## TEXT SECTION:

━━━━━━━━━━

Denver coach Sean Payton said earlier this season that the team had a second-round grade on the pass rusher out of the University of Utah. They believed he had the tools to be a Year 1 contributor on the edge, a need enhanced by a spring injury to the prior year’s third-round pick, Drew Sanders.

There was only one problem. Selecting two picks ahead of the Broncos were the Atlanta Falcons. Their general manager is Terry Fontenot, who previously worked in the front office of the New Orleans Saints during nearly all of Payton’s 16 seasons as the team’s head coach. And on Atlanta’s roster was a linebacker named Kaden Elliss, Jonah’s brother and a seventh-round pick of Payton, Fontenot and the Saints in 2019.

“I turned to George (Paton, Denver’s general manager) and I said, ‘Terry’s going to draft the brother; I know it,’” Payton said this week. “They drafted another player and then we were excited, obviously, to make our selection.

━━━━━━━━━━

## STATED EXERCISE:
Transcribe the part of the Broncos draft passage starting at "There was only" and ending at "make our selection.".

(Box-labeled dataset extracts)
━━━━━━━━━━

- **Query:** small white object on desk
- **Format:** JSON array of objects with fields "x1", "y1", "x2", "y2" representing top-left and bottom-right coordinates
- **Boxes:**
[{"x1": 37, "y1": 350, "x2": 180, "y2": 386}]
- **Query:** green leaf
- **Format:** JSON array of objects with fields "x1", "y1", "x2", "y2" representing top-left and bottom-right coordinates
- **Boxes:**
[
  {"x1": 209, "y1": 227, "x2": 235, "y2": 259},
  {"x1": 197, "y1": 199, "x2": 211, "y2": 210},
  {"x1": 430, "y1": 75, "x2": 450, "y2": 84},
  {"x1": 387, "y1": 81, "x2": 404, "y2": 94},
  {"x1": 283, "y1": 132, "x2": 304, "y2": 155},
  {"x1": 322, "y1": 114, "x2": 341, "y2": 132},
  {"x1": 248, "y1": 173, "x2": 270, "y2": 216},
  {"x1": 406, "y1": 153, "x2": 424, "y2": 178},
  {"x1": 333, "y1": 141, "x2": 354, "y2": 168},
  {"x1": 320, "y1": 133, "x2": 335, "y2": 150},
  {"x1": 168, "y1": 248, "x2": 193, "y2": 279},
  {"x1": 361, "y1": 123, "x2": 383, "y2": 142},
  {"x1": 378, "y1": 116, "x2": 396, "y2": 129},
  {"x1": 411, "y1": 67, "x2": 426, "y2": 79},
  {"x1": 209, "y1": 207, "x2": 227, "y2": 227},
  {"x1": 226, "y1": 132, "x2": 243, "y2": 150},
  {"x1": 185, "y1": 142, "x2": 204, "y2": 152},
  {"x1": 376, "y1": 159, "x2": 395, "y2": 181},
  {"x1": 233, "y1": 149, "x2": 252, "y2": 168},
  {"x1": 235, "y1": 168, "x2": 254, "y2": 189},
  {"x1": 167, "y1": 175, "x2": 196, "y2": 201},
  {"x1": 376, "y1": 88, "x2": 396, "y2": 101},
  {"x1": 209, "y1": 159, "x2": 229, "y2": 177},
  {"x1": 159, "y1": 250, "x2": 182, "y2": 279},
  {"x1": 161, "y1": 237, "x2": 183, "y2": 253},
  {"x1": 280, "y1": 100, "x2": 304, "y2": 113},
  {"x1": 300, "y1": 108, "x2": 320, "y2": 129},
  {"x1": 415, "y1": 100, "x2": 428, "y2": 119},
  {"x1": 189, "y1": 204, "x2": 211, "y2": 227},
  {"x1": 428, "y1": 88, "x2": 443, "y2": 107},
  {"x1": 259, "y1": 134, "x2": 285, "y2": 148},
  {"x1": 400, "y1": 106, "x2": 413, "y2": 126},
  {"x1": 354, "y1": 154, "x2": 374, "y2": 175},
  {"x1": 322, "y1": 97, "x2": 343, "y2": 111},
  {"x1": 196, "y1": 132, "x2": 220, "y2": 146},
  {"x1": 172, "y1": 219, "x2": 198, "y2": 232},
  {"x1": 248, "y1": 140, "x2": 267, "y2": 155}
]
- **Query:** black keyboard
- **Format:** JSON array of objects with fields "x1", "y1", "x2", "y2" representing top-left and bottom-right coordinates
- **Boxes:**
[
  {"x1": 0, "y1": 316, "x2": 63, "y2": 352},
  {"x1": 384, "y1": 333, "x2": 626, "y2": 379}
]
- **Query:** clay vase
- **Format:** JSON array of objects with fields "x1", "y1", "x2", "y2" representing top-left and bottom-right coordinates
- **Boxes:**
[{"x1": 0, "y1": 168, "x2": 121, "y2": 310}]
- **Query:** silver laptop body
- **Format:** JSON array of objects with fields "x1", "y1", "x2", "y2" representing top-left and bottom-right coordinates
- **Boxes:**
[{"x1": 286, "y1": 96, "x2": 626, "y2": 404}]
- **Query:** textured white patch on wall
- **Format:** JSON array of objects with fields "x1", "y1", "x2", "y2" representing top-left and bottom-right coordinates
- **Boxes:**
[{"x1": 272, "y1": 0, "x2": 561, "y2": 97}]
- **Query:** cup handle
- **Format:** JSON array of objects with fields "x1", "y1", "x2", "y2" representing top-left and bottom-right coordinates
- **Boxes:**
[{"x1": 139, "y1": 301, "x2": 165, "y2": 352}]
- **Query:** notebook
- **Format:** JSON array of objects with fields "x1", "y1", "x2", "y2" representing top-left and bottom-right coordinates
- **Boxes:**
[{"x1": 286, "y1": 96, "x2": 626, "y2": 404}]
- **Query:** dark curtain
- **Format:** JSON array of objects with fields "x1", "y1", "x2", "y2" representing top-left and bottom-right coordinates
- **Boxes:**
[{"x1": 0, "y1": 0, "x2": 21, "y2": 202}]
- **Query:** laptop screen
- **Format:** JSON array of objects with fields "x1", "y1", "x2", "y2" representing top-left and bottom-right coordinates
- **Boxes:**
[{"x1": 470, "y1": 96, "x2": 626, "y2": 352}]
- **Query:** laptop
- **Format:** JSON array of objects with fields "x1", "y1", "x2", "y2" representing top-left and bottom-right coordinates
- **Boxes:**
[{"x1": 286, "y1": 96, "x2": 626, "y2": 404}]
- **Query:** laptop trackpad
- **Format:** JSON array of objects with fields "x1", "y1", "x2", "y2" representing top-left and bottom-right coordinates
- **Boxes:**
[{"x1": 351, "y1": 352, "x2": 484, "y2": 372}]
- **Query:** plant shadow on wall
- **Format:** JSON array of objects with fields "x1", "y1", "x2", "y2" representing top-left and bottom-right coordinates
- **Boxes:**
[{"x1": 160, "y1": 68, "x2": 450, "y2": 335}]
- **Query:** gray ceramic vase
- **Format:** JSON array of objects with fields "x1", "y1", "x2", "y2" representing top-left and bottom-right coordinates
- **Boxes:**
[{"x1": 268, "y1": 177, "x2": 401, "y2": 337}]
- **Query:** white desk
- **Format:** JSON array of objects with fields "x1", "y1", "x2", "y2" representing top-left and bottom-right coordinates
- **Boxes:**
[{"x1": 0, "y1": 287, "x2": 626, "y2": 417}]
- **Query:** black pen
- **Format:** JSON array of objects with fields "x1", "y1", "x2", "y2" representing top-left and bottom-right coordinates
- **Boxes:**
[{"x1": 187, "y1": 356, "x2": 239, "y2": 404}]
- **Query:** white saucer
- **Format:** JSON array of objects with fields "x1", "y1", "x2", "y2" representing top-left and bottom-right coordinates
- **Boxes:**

━━━━━━━━━━

## SOLUTION TO THIS EXERCISE:
There was only one problem. Selecting two picks ahead of the Broncos were the Atlanta Falcons. Their general manager is Terry Fontenot, who previously worked in the front office of the New Orleans Saints during nearly all of Payton’s 16 seasons as the team’s head coach. And on Atlanta’s roster was a linebacker named Kaden Elliss, Jonah’s brother and a seventh-round pick of Payton, Fontenot and the Saints in 2019.

“I turned to George (Paton, Denver’s general manager) and I said, ‘Terry’s going to draft the brother; I know it,’” Payton said this week. “They drafted another player and then we were excited, obviously, to make our selection.